● What is asked
[a] According to the Gazelle post, what does prioritized choice let grammar writers do?
[b] Print part of the Gazelle post, beginning at the words that contain "A syntactic dilemma" and stopping after "I’ve already brainstormed.".
[c] Carry on the blog post about ambiguity in Gazelle grammars from the point where it stops.

● Provided passage
● ● ● ●

A syntactic dilemma (and an intro to Gazelle’s ambiguity resolution)
Posted by josh at August 10th, 2008
As I’m adding more capabilities to the Gazelle grammar description language, I’ve come up against a problem for which I can’t find any solution I like. So I’m putting it to you, my esteemed readers, to suggest a solution I will like more than the ones I’ve already brainstormed.
Here’s the problem. I’m at a point where I want to support prioritized choice in Gazelle grammars. Prioritized choice is a way of letting grammar writers explicitly resolve ambiguities that have crept into their grammar. Take the following grammar rule:
s -> "X" | "Y";
The two alternatives in this rule (X and Y) have equal priority. That doesn’t actually matter in this case, since no text can match them both, but now consider changing the rule a bit:
s -> "X" | "X";
Now there is a problem, because an X matches both alternatives. There are two legal parse trees that are both correct according to the grammar. As a result this grammar is ambiguous. A parser doesn’t have any reason to choose one over the other, because they are of equal priority.

● ● ● ●

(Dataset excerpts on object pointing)
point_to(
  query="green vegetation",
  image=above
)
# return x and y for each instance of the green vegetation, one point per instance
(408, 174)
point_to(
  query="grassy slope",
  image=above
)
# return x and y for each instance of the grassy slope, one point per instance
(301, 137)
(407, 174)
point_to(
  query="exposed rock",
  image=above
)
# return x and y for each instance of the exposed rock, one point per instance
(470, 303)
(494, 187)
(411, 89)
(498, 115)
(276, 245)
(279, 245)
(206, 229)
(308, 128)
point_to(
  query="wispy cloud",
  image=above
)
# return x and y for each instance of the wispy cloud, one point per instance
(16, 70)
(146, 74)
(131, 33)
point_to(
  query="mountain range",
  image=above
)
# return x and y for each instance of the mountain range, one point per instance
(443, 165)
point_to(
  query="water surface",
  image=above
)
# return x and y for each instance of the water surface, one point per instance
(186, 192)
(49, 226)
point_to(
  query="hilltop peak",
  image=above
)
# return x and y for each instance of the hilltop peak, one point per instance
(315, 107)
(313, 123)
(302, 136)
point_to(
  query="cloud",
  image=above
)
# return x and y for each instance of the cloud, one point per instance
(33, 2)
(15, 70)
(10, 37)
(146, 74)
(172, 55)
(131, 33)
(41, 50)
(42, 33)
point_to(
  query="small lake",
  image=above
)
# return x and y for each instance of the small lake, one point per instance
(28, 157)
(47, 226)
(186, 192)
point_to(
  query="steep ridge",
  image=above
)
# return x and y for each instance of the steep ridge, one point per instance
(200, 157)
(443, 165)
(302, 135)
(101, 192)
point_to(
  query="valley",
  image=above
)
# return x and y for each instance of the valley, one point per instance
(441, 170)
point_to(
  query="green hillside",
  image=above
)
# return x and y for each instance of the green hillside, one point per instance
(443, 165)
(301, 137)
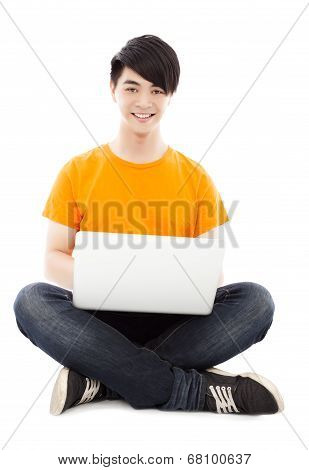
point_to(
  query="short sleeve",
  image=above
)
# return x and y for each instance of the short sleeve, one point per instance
(61, 205)
(210, 209)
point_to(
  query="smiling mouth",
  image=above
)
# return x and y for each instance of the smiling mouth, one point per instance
(142, 119)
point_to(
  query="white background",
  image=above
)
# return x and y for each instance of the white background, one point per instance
(259, 162)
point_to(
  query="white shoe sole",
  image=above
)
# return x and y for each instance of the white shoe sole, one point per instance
(271, 387)
(59, 393)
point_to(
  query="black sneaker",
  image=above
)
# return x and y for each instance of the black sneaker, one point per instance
(73, 389)
(245, 393)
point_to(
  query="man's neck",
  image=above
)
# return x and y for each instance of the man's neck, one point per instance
(138, 152)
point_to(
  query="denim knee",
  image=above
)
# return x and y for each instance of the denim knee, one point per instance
(263, 299)
(22, 303)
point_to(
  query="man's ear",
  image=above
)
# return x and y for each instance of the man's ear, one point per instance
(112, 88)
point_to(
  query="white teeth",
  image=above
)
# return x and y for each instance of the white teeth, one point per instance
(142, 115)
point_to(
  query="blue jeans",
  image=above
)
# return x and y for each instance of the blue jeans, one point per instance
(149, 360)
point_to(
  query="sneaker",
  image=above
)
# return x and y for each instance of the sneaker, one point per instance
(245, 393)
(73, 389)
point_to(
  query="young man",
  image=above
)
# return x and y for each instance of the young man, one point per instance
(137, 183)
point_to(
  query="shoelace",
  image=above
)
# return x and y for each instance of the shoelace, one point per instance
(91, 390)
(223, 402)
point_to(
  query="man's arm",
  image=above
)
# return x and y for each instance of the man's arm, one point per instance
(59, 264)
(214, 233)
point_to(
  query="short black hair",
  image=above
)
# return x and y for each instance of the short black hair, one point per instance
(151, 58)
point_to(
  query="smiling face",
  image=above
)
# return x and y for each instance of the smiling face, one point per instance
(135, 95)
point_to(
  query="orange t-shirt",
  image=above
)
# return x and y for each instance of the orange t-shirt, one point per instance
(101, 192)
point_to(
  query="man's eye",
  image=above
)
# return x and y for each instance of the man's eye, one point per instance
(134, 89)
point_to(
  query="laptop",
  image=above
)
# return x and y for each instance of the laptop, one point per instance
(146, 273)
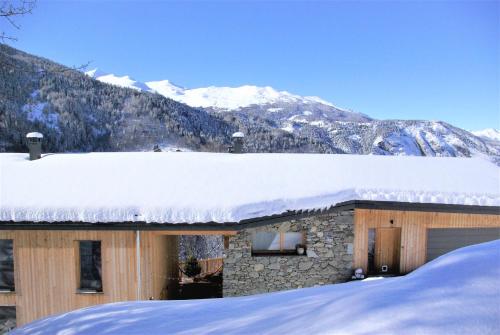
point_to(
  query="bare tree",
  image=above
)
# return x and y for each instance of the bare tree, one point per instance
(9, 10)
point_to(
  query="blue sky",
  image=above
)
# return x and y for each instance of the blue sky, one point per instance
(408, 60)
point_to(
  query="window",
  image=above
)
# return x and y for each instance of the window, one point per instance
(90, 266)
(7, 318)
(6, 266)
(276, 242)
(371, 250)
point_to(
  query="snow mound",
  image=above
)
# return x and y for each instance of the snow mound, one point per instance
(170, 187)
(457, 293)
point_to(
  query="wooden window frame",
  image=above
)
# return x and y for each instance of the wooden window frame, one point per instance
(79, 289)
(282, 250)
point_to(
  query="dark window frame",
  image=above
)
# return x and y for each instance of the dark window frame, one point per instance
(89, 266)
(10, 278)
(281, 251)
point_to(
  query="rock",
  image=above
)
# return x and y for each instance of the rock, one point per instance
(274, 266)
(305, 266)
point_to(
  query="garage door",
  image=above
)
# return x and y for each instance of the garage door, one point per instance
(441, 241)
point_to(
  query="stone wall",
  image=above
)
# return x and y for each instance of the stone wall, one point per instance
(329, 259)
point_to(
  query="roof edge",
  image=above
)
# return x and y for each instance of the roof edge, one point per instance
(253, 222)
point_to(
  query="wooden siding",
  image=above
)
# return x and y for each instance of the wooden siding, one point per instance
(46, 281)
(414, 225)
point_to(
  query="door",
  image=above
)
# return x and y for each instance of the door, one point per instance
(387, 250)
(443, 240)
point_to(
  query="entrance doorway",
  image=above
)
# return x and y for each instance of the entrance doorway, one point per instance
(384, 246)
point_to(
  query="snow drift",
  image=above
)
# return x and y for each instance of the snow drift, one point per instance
(457, 293)
(202, 187)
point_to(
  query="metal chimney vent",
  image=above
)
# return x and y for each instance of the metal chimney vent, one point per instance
(34, 142)
(237, 145)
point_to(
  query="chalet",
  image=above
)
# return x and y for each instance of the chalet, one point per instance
(91, 228)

● ● ● ●

● Solved tasks
[a] It lets them explicitly resolve ambiguities that have crept into their grammar.

[b]
A syntactic dilemma (and an intro to Gazelle’s ambiguity resolution)
Posted by josh at August 10th, 2008
As I’m adding more capabilities to the Gazelle grammar description language, I’ve come up against a problem for which I can’t find any solution I like. So I’m putting it to you, my esteemed readers, to suggest a solution I will like more than the ones I’ve already brainstormed.

[c]
The solution to the problem is to let the user specify which alternative should be taken when both match. If we allow users to do this by introducing prioritized choice, our solution looks very much like how Parsing Expression Grammars (also known as PEG’s) work. And the syntax that has become very standard in the PEG literature is to use “/” as the operator for prioritized choice. So our ambiguous grammar would be made unambiguous by using prioritized choice:
s -> "X" / "X";
Now the parser will always choose the first alternative, and the grammar is no longer ambiguous. You might wonder “what’s the point?”, since the second alternative will never be taken, but in many other cases of ambiguity, the choice of lesser priority will be taken. The classic example of ambiguity (which can be resolved in this way) is if-then-else:
stmt -> "if" expr "then" stmt |
"if" expr "then" stmt "else" stmt |
expr;
expr -> "true" | "false" | /[0-9]+/;
This grammar is ambiguous, because the fragment:
if true then if true then 1 else 2
…can be parsed in two different ways. The “else” could be assigned to either “if” — both are valid according to the grammar.
So I definitely know I will be introducing prioritized choice. The question is what syntax to use. Like I mentioned before, I would really really like to use “/” since there is a strong convention from the PEG world for it. But unfortunately this introduces a major ambiguity in Gazelle’s own grammar, because it conflicts with the syntax for regex literals. What does this mean?
s -> a / b;
a -> c / d;
Is that two rules that both use prioritized choice, or is it one rule that has a giant regular expression in it?
s -> a / b;
a -> c / d;
I really don’t want to give up using slashes to introduce regular expression literals, because that is a really strong convention that a lot of programmers are familiar with. But I also really don’t want to give up using the really strongly established convention of using slash for prioritized choice.
Anyone have an idea for a compromise I might like? The only one I can think of is adding a prefix to the regex literals sort of like Perl’s m{} form for regular expressions. It could be something like m/regex/. But I hate to add that uglification to the grammar, especially since regular expressions are going to be SO much more common than prioritized choice.
Any ideas, anyone?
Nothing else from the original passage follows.